** JOBS **
1. Answer these questions about the post below on using an Athlon 64 X2:
(a) Which processor did the writer put in after getting annoyed?
(b) Which browser does the writer say runs pretty well when the cores aren't busy with updates?
(c) What three things has the writer recently been updating at the same time?
2. Write a few more sentences that continue the post below about using an Athlon 64 X2, picking up after its last sentence.

[begin EXCERPT TO READ]

My experience is that an X2 is fine until the OS decides to do background stuff (e.g. updates, cleanup, etc). Normal maintenance stuff, but they usually slam one of the cores. When that occurs it does noticeably slow down the machine, though playing a game (once it's loaded) tends to run ok. Recently, I've found myself updating steam, windows-store games, and the OS at the same time (so I can do a single-session update). I got annoyed, so I put a Phenom II X6 in (the 1100T variant) 😀 Sooooo much better. Will likely eventually go back to the X2.

Also I found, if the cores aren't hogged by updating, that even Edge runs pretty well. It's really cool exploring modern sites on a modern OS, with a modern browser, with a mere Athlon 64 X2!

[end EXCERPT TO READ]
[begin LISTED RECORDS]

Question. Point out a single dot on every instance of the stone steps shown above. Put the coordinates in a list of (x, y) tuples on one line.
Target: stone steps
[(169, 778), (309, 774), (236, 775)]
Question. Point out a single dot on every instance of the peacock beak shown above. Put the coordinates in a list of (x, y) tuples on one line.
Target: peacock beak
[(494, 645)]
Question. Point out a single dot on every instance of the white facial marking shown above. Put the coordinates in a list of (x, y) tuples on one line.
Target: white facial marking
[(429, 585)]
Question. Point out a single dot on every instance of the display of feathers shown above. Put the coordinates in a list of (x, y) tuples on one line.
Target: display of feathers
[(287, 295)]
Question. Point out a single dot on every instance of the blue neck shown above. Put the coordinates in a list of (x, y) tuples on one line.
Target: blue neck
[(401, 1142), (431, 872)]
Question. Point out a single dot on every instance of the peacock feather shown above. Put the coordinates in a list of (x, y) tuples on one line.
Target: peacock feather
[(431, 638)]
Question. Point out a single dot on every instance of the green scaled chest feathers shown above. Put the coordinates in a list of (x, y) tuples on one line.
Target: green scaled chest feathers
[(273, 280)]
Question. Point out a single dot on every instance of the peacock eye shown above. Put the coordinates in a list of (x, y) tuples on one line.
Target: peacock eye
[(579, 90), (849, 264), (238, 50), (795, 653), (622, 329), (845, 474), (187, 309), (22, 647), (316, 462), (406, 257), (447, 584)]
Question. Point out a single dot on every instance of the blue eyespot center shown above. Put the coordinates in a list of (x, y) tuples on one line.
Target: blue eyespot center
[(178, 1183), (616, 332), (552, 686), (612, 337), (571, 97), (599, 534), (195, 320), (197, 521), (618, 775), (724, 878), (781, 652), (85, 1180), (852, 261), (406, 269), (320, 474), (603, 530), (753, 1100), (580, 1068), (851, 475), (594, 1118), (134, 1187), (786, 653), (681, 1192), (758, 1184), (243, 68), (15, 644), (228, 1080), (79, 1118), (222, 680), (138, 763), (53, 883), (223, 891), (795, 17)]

[end LISTED RECORDS]

** RESPONSES TO THE TASKS **
1.
(a) A Phenom II X6, the 1100T variant.
(b) Edge.
(c) Steam, Windows Store games and the OS.

2.
So I'd sum it up as a 2 core K8 processor is fine unless you have updates and such going on. For gaming (for period-correct games) it runs well. Best of all, Win10 lets you run Steam, making managing games and running anything post-XP-capable very nice. I also run with 8gb to ensure my setup isn't thrashing memory.

Now I did slap in my AMD Athlon 64 3800+ (single core, 2.4ghz) once. That was a miserable experience! Put the x2 back in ASAP. So I'd say 2 cores is minimum for win10, 3-4 cores for a good experience if it's updating things. GHz helps, but Win10 when updating simply requires too much horsepower for a decent experience with just 2 cores.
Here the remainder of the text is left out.